◆ **Prompt**: Copy the records exactly, leaving out every picture.

[Data in this exercise]

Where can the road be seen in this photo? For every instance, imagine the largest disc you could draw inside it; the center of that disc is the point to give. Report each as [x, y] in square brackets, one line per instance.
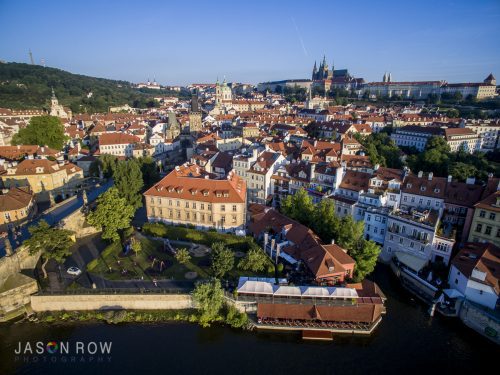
[55, 216]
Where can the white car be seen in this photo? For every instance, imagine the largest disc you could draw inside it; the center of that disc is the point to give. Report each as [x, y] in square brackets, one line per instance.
[75, 271]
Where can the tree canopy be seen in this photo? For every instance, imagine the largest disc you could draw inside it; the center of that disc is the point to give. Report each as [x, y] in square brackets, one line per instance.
[222, 259]
[209, 297]
[128, 181]
[53, 243]
[113, 213]
[42, 131]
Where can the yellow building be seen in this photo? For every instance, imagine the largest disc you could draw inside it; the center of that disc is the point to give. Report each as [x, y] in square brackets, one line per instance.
[196, 199]
[41, 175]
[485, 225]
[16, 206]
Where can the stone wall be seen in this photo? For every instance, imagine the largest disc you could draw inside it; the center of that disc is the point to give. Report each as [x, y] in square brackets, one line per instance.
[18, 295]
[76, 223]
[41, 303]
[479, 320]
[21, 259]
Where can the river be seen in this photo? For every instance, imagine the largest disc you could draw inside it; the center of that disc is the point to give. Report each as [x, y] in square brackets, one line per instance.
[407, 341]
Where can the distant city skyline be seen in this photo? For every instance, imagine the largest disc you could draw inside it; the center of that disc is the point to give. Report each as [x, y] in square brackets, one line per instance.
[177, 44]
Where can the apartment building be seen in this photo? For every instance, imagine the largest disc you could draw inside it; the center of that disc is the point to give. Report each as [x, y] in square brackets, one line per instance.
[201, 201]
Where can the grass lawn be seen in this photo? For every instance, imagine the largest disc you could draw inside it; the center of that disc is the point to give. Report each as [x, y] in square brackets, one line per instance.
[140, 265]
[132, 266]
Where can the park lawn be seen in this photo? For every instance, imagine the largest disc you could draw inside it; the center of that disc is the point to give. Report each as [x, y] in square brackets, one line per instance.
[136, 265]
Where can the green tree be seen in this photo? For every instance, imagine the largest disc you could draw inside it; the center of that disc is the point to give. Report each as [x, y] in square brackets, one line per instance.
[183, 256]
[108, 164]
[209, 298]
[461, 171]
[42, 131]
[128, 181]
[149, 170]
[365, 253]
[299, 206]
[113, 213]
[94, 169]
[350, 232]
[53, 243]
[222, 259]
[136, 246]
[325, 223]
[255, 260]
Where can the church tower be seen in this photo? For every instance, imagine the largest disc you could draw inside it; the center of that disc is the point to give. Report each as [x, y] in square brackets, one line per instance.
[195, 124]
[56, 109]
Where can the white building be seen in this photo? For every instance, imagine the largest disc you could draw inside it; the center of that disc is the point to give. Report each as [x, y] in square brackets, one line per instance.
[475, 272]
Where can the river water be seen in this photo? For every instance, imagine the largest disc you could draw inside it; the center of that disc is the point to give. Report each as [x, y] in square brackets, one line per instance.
[407, 341]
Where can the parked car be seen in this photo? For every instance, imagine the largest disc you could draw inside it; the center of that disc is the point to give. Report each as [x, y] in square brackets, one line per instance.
[75, 271]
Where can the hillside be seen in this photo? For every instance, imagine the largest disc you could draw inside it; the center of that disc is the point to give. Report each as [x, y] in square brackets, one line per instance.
[29, 86]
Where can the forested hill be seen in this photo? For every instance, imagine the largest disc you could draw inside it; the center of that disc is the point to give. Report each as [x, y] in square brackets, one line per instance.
[29, 86]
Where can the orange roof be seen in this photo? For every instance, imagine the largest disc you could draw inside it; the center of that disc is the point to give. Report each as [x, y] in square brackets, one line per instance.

[/Data in this exercise]

◆ **Task response**:
Where can the road be seen in this photo? For every instance, imagine the largest disc you could draw inside it; the center of that disc is the point to give. Report each as [x, y] in square brackets, one line per instance.
[55, 216]
Where can the white car be seen in this photo? For every instance, imagine the largest disc you could draw inside it; the center of that disc is the point to give. Report each as [x, y] in square brackets, one line per instance.
[75, 271]
Where can the tree canopy be seen in this photo? For every instance, imagine the largest disc you could draw inside it; the center of that disc is the point to give. Report each as [x, y] in square brackets, one line per instance.
[222, 259]
[209, 297]
[128, 181]
[53, 243]
[113, 213]
[42, 131]
Where can the yellow building be seen in this photo? For every instance, imagine the largest disc you could draw inside it; the center of that disc is the point to give. Report each as [x, y] in square brackets, one line per instance.
[196, 199]
[41, 175]
[485, 225]
[16, 206]
Where can the stone wall be seen in this photo? For every instance, imagine the largest disc you could draw inside it; the center of that disc is the point to give. Report each as [x, y] in square brackets, one line per instance.
[18, 295]
[76, 223]
[41, 303]
[479, 320]
[21, 259]
Where can the river be seen in this photo? For every instance, imagine the largest disc you could draw inside it; the center of that disc is the point to give. Report each as [x, y] in square brackets, one line per instance.
[407, 341]
Where can the distant city skyline be seen in this photo? For every instance, imagine the largest disc you could draw inside it; the center of that disc is the point to give. Report each as [x, y] in square brackets, one line per instance.
[177, 44]
Where can the apartment building be seen in this photo? For every instance, imagine the largest disc you could draw inside it; the center of that disc is the point to give. Report each as [x, y] in square brackets, one line per instance.
[201, 201]
Where can the grass lawn be seen in this photo? For every instance, imagine the largest disc you could draw inside it; the center of that disc is the point to give. Report each as [x, y] in square brackets, one line per instance.
[140, 265]
[132, 266]
Where can the park lawn be seen in this photo? For every instance, imagine the largest disc you could draw inside it; the center of that disc is the point to give. Report each as [x, y] in square brackets, one line per instance.
[136, 265]
Where can the green tree be seen in this photo? For every instance, imagine the largest disc you could draw inside it; the center of that disc is the point to give. Report each as [x, y] in square brackets, one line per instance.
[183, 256]
[108, 164]
[209, 298]
[461, 171]
[42, 131]
[128, 181]
[149, 170]
[365, 253]
[299, 206]
[113, 213]
[94, 169]
[350, 232]
[53, 243]
[222, 259]
[136, 246]
[325, 223]
[255, 260]
Where can the church tower be seen in this photo? For every instance, imagine the largest disc you could draw inside it; the center of that disc is the point to give. Report each as [x, y] in square brackets, one line per instance.
[195, 124]
[56, 109]
Where can the white building be seen in this photo? For every instance, imagine the largest disc you could draw inside it; the center of that disc is the point to give. Report each as [x, y] in square brackets, one line per instance.
[475, 272]
Where can the river water be seen in this photo? For every instance, imagine the largest disc you could draw inside it; the center of that disc is the point to give. Report each as [x, y] in square brackets, one line per instance.
[407, 341]
Where can the parked car be seen in this photo? For every instance, imagine the largest disc you could draw inside it; the center of that disc is the point to give. Report each as [x, y] in square brackets, one line per instance.
[75, 271]
Where can the hillside be seen in this photo? For every instance, imagine the largest disc you could draw inside it; the center of that disc is the point to give. Report each as [x, y] in square brackets, one line per instance.
[29, 86]
Where can the forested hill be seen in this photo? For every instance, imagine the largest disc you could draw inside it; the center of that disc is the point to give. Report each as [x, y] in square brackets, one line per instance.
[29, 86]
Where can the orange roof be seen in this photo? For every instance, imagine the largest disc you could draw inside it; the center of that disc is the point to give. Report each as [x, y] in square brackets, one line per instance.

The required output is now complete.